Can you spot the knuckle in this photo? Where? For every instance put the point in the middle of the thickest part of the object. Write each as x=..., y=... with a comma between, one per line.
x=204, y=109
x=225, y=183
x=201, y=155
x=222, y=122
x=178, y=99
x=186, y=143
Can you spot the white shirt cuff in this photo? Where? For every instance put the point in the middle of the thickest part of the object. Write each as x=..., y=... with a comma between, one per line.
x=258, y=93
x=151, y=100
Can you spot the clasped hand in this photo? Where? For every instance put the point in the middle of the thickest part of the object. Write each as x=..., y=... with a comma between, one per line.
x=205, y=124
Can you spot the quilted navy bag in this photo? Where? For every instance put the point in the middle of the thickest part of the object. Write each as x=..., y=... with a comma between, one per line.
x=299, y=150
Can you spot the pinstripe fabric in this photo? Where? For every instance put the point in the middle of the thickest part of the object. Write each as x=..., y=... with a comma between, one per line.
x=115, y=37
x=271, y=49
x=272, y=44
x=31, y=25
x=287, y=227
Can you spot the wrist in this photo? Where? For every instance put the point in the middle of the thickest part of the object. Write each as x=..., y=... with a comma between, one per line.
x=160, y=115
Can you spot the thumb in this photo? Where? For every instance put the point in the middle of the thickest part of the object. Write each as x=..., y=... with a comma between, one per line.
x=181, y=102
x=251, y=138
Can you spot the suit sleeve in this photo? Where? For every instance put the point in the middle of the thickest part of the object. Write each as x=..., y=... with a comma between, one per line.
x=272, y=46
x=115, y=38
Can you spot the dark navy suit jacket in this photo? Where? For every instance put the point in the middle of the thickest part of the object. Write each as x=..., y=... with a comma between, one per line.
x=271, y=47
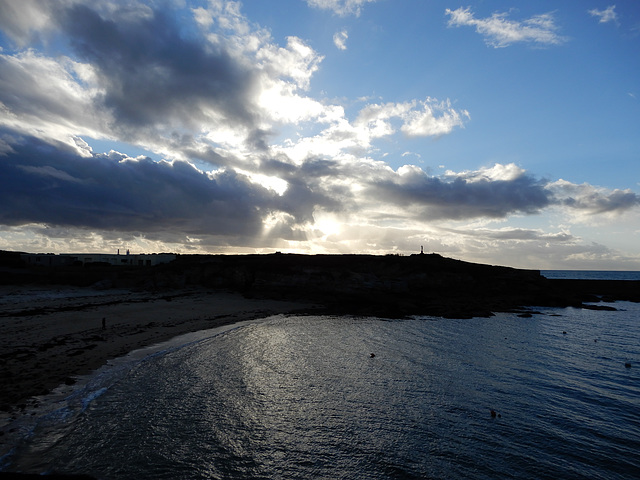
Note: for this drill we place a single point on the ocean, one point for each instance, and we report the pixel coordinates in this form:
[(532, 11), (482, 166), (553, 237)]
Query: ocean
[(553, 396), (592, 274)]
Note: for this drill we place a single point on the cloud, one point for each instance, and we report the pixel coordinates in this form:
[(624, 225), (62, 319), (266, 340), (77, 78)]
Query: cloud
[(607, 15), (592, 200), (340, 39), (502, 32), (487, 193), (340, 7), (244, 157)]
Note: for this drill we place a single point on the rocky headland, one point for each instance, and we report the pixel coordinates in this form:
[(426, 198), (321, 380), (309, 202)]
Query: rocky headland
[(387, 286)]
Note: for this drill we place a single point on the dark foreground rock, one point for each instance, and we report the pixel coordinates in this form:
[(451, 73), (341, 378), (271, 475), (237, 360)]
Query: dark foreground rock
[(389, 286)]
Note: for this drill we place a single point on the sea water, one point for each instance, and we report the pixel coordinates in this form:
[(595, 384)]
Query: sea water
[(553, 396)]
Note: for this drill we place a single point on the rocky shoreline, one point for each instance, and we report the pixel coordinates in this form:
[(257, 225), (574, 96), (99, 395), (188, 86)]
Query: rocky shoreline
[(47, 339)]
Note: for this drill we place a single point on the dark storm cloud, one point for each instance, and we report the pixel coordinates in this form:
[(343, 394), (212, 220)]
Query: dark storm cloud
[(44, 184), (154, 76), (597, 203), (462, 198)]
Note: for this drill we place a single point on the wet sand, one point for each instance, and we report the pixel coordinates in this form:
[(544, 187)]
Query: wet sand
[(49, 336)]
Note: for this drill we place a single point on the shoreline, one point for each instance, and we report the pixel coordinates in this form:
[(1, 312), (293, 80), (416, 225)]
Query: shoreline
[(52, 335)]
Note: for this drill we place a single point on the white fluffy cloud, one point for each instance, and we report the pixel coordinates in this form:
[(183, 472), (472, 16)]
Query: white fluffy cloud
[(499, 31), (607, 15), (249, 159), (340, 39), (340, 7)]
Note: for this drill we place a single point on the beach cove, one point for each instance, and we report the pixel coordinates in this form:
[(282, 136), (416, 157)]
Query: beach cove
[(50, 335)]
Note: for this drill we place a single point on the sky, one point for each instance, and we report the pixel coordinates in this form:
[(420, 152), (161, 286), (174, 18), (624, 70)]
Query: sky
[(500, 132)]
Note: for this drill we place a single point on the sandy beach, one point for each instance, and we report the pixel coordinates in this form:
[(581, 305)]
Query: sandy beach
[(50, 335)]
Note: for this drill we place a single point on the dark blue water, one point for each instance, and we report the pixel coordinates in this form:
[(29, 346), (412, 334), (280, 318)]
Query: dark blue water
[(592, 274), (301, 397)]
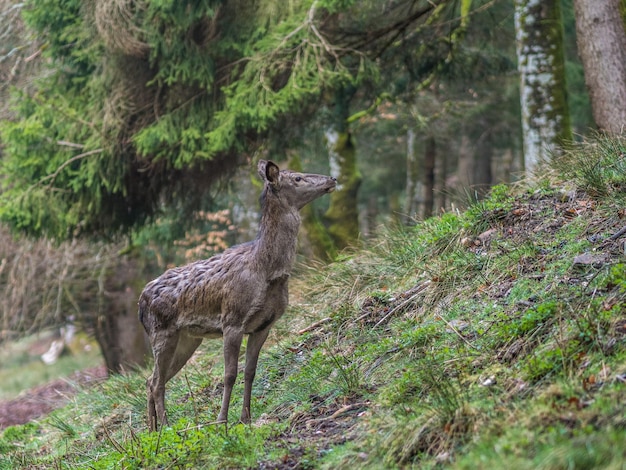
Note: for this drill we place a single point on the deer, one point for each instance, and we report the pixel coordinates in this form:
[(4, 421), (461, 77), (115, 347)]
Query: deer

* * *

TASK INSTRUCTIONS -> Retype the rows from the line with "Can you spot the thumb" to the line with "[(44, 184), (154, 76), (597, 203), (462, 198)]", both included, keeping each line unchanged. Leave the pictures out.

WRITTEN SOLUTION ->
Can you spot the thumb in this photo? Where? For every instance put the point in the middle of the thickest part of the object. Write each as x=..., y=... with a comma between, one per line.
x=181, y=102
x=251, y=138
Can you spot the suit sleeve in this photo? Where? For every instance put the point in the middle of the thickest part of the object. Write each as x=..., y=... with a comma between, one per line.
x=272, y=46
x=115, y=38
Can you spot the dark navy suit jacket in this photo? Where? For every instance put the point in the middle of the thickest part of the object. Write each as x=..., y=... with a comma between, one per line.
x=271, y=47
Note: for this drill we place a single point on the ocean, one point for each instance, and we report the pixel coordinates in this form:
[(532, 11), (482, 166), (553, 237)]
Query: ocean
[(553, 396), (592, 274)]
Note: for this drill we place a single point on the cloud, one point for each instance, and we report the pixel coordinates in this form:
[(624, 225), (62, 319), (266, 340), (77, 78)]
Query: cloud
[(607, 15), (592, 200), (340, 39), (502, 32), (487, 193), (340, 7), (244, 157)]
Note: for this drill we place a single point on the rocky headland, one point for each instance, and we report the pixel coordinates in this form:
[(426, 198), (321, 380), (309, 202)]
Query: rocky headland
[(387, 286)]
Note: for this drill we place a single point on the dark foreground rock, one point for each instance, and we report the pixel coordinates in this form:
[(451, 73), (341, 378), (271, 475), (237, 360)]
Query: dark foreground rock
[(389, 286)]
Note: for this drill we place a single point on the sea water, one point for each instance, and we report the pixel coordinates in this form:
[(595, 384)]
Query: sea water
[(553, 396)]
Note: for this drill we place a single point on the rocky shoreline, one point for each instance, and we report the pixel coordinates in this form:
[(257, 225), (574, 96), (99, 395), (188, 86)]
Query: rocky shoreline
[(47, 339)]
Note: for this drill we place a single point on the dark storm cloud, one point for each instance, and we report the pixel coordinates in this form:
[(343, 394), (212, 220)]
Query: dark storm cloud
[(44, 184), (154, 76), (597, 203), (462, 198)]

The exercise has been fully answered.